Stored dataset items:
━━━━━━━━━━━━━━━━━━━━

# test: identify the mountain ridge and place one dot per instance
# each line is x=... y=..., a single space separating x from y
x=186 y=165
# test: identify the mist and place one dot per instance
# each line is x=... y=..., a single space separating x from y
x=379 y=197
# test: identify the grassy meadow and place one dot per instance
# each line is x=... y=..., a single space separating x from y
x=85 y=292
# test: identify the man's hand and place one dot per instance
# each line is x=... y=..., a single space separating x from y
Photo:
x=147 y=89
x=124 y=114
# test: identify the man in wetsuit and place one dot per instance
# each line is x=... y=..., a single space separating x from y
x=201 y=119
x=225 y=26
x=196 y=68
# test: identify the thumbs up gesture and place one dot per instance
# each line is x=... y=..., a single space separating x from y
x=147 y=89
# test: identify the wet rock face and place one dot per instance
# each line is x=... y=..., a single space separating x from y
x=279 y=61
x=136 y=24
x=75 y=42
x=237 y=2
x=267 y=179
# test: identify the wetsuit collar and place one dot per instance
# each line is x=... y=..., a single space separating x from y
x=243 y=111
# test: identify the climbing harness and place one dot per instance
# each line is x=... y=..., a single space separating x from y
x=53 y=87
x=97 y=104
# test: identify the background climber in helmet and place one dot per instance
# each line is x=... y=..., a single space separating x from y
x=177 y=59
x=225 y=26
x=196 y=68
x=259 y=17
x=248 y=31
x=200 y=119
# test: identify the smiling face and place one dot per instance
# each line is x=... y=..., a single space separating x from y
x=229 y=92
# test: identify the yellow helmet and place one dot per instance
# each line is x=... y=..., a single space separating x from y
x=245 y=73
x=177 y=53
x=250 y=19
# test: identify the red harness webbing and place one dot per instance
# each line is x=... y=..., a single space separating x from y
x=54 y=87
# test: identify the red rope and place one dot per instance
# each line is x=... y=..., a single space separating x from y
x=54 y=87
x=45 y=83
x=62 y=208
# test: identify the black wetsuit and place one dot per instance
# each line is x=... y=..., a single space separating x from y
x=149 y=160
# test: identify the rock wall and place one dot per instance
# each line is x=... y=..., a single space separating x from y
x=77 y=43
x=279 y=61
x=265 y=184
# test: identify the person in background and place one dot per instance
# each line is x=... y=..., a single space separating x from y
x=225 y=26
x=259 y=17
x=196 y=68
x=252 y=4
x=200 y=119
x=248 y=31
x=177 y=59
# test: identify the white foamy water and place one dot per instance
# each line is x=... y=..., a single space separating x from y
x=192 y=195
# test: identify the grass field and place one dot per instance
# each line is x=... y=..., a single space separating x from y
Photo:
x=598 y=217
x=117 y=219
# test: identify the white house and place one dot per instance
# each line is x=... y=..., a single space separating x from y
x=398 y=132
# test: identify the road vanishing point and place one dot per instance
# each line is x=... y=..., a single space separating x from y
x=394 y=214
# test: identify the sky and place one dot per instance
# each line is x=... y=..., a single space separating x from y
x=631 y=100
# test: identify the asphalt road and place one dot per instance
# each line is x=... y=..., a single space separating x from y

━━━━━━━━━━━━━━━━━━━━

## Work to be completed
Convert every line of the items above into a numbered list, skipping any blank lines.

## Task result
1. # test: identify the mountain ridge and place one dot per instance
2. # each line is x=... y=..., a single space separating x from y
3. x=186 y=165
4. # test: identify the mist and place one dot per instance
5. # each line is x=... y=..., a single space separating x from y
6. x=379 y=197
7. # test: identify the grassy meadow and place one dot per instance
8. # each line is x=... y=..., a single space separating x from y
9. x=85 y=292
10. # test: identify the man's hand and place one dot per instance
11. # each line is x=... y=..., a single space separating x from y
12. Photo:
13. x=147 y=89
14. x=124 y=114
15. # test: identify the man in wetsuit and place one dot per instance
16. # each line is x=... y=..., a single space separating x from y
17. x=201 y=119
18. x=225 y=26
19. x=196 y=68
20. # test: identify the thumbs up gesture and place one dot per instance
21. # each line is x=... y=..., a single space separating x from y
22. x=147 y=89
23. # test: identify the wet rock face and place one dot per instance
24. # each line is x=... y=..., a single space separating x from y
25. x=279 y=61
26. x=136 y=24
27. x=75 y=42
28. x=237 y=2
29. x=267 y=179
30. # test: identify the wetsuit collar and place one dot per instance
31. # each line is x=... y=..., a single space separating x from y
32. x=243 y=111
33. # test: identify the climbing harness and place one dot per instance
34. # each line is x=... y=..., a single space separating x from y
35. x=53 y=87
36. x=97 y=104
37. # test: identify the background climber in helmet and place one dot per instance
38. # each line is x=... y=..., a single space separating x from y
39. x=177 y=59
40. x=225 y=26
41. x=196 y=68
42. x=259 y=17
43. x=248 y=31
44. x=200 y=119
45. # test: identify the smiling face and place one dot per instance
46. # each line is x=... y=..., a single space separating x from y
47. x=229 y=92
48. # test: identify the yellow helmet and place one dot per instance
49. # each line is x=... y=..., a single space separating x from y
50. x=245 y=73
51. x=177 y=53
52. x=250 y=19
53. # test: identify the red harness webbing and place one dot per instance
54. # each line is x=... y=..., a single space separating x from y
55. x=54 y=87
56. # test: identify the red rope and place one dot per instance
57. # each line is x=... y=..., a single space separating x from y
58. x=54 y=87
59. x=45 y=83
60. x=62 y=208
61. # test: identify the black wetsuit and place one dot per instance
62. # each line is x=... y=..., a single space separating x from y
63. x=149 y=160
64. # test: identify the rock wall and place one dot per instance
65. # each line is x=... y=..., a single space separating x from y
66. x=77 y=43
67. x=279 y=61
68. x=265 y=184
69. # test: identify the person in background and place one dot per instance
70. # each line is x=... y=..., a single space separating x from y
71. x=225 y=26
72. x=259 y=17
73. x=196 y=68
74. x=252 y=4
75. x=200 y=119
76. x=248 y=31
77. x=177 y=59
78. # test: identify the white foamy water and place one dot per instance
79. # each line is x=... y=..., a single space separating x from y
80. x=192 y=195
81. # test: identify the grass field and place one dot per instance
82. # each line is x=... y=..., a single space separating x from y
83. Photo:
84. x=598 y=217
85. x=117 y=219
86. # test: identify the white house and place one dot per instance
87. # each line is x=... y=..., a single space separating x from y
88. x=398 y=132
89. # test: identify the road vanishing point and place one dot per instance
90. # each line is x=... y=..., a single space separating x from y
91. x=394 y=214
92. # test: identify the sky and place one dot per instance
93. # each line is x=... y=..., a single space separating x from y
94. x=631 y=100
95. # test: identify the asphalt road and place one dot per instance
96. # each line is x=... y=..., a single space separating x from y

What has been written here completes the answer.